Good Math, Bad Math

Homotopy

I’ve been working on a couple of articles talking about homology, which is an interesting (but difficult) topic in algebraic topology. While I was writing, I used a metaphor with a technique that’s used in homotopy, and realized that while I’ve referred to it obliquely, I’ve never actually talked about homotopy.

When we talked about homeomorphisms, we talked about how two spaces are
homeomorphic (aka topologically equivalent) if and only if one can be continuously
deformed
into the other – that is, roughly speaking, transformed by bending, twisting,
stretching, or squashing, so long as nothing gets torn.

Homotopy is a formal equivalent of homeomorphism for functions between topological spaces, rather than between the spaces themselves. Two continuous functions
f and g are homotopic if and only if f can be continuously transformed into g.

The neat thing about the formal definition of homotopy is that it finally gives us a strong formal handle on what this continuous deformation stuff means in strictly formal terms.

So, let’s dive in and hit the formalism.

Suppose we’ve got two topological spaces, S and T, and two continuous functions f,g:ST. A homotopy is a function h which associates every value in the unit interval [0,1] with a function from S to T. So we can treat h as a function from S×[0,1]→T, where ∀x:h(x,0)=f(x) and h(x,1)=g(x). For any given value x, then, h(x,·) is a curve from f(x) to g(x).

Thus – expressed simply, the homotopy is a function that precisely describes the
transformation between the two homotopical functions. Homotopy defines an equivalence relation between continuous functions: continuous functions between topological spaces are topologically equivalent if there is a homotopy between them. (This paragraph originally included an extremely confusing typo – in the first sentence, I repeatedly wrote “homology” where I meant “homotopy”. Thanks to commenter elspi for the catch!)

We can also define a type of homotopy equivalence between topological spaces. Suppose
again that we have two topological spaces S and T. S and T are
homotopically equivalent if there are continuous functions f:ST and
g:TS where gºf is homotopic to the identity function for T, 1T, and fºg is homotopic to the identity function for S, 1S. The functions f and g are called homotopy equivalences.

This gives us a nice way of really formalizing the idea of continuous deformation of spaces in homeomorphism – every homeomorphism is also a homotopy equivalence. But it’s not both ways – there are homotopy equivalences that are not homeomorphisms.

(Entries supplied)
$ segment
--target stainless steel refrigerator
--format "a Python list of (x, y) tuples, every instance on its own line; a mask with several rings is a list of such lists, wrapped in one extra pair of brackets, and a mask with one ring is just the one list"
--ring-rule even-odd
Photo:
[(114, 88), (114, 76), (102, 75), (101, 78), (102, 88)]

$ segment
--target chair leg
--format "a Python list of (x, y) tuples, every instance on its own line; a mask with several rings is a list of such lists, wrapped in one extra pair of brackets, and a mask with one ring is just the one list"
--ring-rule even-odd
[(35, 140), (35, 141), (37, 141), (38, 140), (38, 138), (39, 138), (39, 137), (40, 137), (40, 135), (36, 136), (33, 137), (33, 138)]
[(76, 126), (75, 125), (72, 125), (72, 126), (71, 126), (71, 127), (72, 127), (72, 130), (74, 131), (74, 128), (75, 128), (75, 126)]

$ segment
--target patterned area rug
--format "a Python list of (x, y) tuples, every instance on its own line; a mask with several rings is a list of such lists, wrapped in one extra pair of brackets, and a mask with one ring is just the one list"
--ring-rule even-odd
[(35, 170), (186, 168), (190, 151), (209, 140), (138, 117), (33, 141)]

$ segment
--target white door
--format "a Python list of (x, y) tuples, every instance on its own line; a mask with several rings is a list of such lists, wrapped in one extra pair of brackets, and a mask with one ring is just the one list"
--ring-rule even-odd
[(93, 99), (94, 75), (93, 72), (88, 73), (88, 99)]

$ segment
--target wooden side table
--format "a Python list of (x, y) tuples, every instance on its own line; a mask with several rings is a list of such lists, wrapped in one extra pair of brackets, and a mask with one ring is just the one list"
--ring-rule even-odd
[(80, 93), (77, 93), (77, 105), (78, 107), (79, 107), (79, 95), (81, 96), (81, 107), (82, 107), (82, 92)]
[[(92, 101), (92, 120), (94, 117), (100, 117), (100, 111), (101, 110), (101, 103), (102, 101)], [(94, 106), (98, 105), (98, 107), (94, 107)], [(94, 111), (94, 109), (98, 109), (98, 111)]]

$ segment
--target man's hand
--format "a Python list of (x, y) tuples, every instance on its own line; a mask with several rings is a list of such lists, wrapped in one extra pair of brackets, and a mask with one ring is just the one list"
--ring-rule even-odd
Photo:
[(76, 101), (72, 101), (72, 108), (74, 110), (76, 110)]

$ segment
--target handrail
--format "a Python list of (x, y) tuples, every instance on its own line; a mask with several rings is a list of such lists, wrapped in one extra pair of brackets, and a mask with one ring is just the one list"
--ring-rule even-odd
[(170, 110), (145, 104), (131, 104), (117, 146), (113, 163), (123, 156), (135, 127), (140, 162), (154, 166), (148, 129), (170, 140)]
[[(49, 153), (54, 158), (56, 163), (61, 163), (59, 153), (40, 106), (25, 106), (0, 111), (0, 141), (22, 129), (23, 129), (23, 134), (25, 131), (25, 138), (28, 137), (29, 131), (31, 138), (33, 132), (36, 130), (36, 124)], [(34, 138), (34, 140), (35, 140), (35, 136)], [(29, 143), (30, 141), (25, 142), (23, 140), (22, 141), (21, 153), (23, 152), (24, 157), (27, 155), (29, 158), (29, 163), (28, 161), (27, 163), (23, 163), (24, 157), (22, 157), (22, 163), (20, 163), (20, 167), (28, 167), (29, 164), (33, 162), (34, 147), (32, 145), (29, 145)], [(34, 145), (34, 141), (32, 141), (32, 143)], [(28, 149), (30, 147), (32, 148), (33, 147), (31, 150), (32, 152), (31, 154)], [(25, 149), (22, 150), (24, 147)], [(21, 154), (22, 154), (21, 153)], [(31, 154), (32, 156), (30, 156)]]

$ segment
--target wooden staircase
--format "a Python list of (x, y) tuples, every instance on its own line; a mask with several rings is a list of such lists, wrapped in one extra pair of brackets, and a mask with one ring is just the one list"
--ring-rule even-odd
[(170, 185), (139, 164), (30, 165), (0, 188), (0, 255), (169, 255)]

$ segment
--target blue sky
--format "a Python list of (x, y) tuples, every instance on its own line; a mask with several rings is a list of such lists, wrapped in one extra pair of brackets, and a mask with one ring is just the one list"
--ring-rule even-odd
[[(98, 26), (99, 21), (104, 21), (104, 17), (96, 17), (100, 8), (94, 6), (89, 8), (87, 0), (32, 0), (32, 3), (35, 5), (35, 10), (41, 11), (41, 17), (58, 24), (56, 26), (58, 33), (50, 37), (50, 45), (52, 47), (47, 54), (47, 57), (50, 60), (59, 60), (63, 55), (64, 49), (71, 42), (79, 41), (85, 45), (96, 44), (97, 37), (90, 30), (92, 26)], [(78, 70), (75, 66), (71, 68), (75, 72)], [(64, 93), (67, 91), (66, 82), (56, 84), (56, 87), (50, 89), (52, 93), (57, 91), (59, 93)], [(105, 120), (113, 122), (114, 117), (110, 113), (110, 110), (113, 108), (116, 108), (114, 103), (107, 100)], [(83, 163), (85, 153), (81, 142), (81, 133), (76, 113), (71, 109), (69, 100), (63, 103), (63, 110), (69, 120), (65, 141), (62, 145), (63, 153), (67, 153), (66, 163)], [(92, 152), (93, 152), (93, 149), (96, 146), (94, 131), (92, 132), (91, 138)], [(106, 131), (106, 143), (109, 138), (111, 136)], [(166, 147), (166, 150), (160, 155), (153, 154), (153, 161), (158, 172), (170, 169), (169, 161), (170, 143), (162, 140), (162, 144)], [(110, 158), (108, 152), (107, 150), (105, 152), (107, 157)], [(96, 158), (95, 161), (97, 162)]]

(Work to do) In the homotopy post, shorten the paragraph beginning "When we talked about homeomorphisms" while keeping its main facts. The rows are separate material and have no connection to the homotopy post.

(Result of the exercise) Two spaces are homeomorphic, or topologically equivalent, exactly when one can be continuously deformed into the other. This means bending, twisting, stretching, or squashing it, as long as nothing tears.